§ PAGE TEXT
The dimethyl sulfoxide-d₆, chromium acetylacetonate, 2-chloro-4,4,5,5-tetramethyl-1,3,2-dioxaphospholane (TMDP), pyridine, chloroform-d₁, and tetrahydrofuran were purchased from Sigma-Aldrich (St. Louis, MO, USA) and used in this study without further purification. Isolation of lignin was completed from commercial softwood kraft pulping (Ben and Ragauskas 2012). Two types of zeolites (CBV 720 and CBV 21A) were purchased from Zeolyst, Inc. (Kansas City, KS, USA).

[Box-labeled dataset extracts]
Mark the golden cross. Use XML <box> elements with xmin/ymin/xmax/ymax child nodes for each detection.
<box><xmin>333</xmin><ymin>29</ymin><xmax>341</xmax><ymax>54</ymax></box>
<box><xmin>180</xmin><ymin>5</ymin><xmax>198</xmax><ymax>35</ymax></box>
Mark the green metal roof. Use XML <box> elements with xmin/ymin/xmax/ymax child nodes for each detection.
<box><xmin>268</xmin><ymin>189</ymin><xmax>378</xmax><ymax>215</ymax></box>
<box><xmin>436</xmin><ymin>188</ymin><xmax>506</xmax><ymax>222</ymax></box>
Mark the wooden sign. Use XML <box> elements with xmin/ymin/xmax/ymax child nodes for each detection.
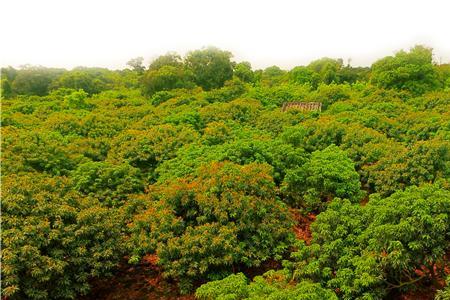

§ TASKS TO CARRY OUT
1. From the lignin materials passage, extract the stretch from "The dimethyl sulfoxide-d₆, chromium" through "City, KS, USA).".
2. Answer these from the lignin materials passage:
(a) Which company supplied the two types of zeolites?
(b) What source was the lignin isolated from?
(c) Which supplier provided the pyridine and tetrahydrofuran?
3. Please write the next part of the lignin materials passage, starting after its last sentence.

§ TASK RESULTS
1.
The dimethyl sulfoxide-d₆, chromium acetylacetonate, 2-chloro-4,4,5,5-tetramethyl-1,3,2-dioxaphospholane (TMDP), pyridine, chloroform-d₁, and tetrahydrofuran were purchased from Sigma-Aldrich (St. Louis, MO, USA) and used in this study without further purification. Isolation of lignin was completed from commercial softwood kraft pulping (Ben and Ragauskas 2012). Two types of zeolites (CBV 720 and CBV 21A) were purchased from Zeolyst, Inc. (Kansas City, KS, USA).

2.
(a) Zeolyst, Inc. (Kansas City, KS, USA)
(b) Commercial softwood kraft pulping
(c) Sigma-Aldrich (St. Louis, MO, USA)

3.
Methods

Lignin separation and purification

Commercial softwood kraft pulping liquor was used as a raw material for the isolation of lignin by following published methods (Ben and Ragauskas 2012). To remove insoluble particles, the cooking liquor was first filtered by filter paper, and then ethylenediaminetetraacetic acid disodium salt (EDTA-2Na⁺, 0.50 g/100.00 mL liquor) was added to the filtrate with continuous stirring for 1 h. The pH of the liquor was maintained at 6.0 via addition of 2.0 M H₂SO₄ and stirred vigorously for 1 h. Then, the liquors were acidified further to a pH of 3.0 and frozen at -20 °C. At that time precipitation took place, and after melting, the precipitates (PPTs) were stored on a sintered glass funnel, for transferring the PPTs in the water. The PPTs were washed thoroughly with cold water (three times) and agitated vigorously at 0 °C for 1 h. The PPTs were collected and they were air-dried for Soxhlet extraction in the presence of pentane for 24 h to remove resin. The resulting solid product was air-dried at first, and it was further dried in high vacuum at 45 °C for 48 h. Then, the purified kraft lignin sample was stored at -5 °C until further use.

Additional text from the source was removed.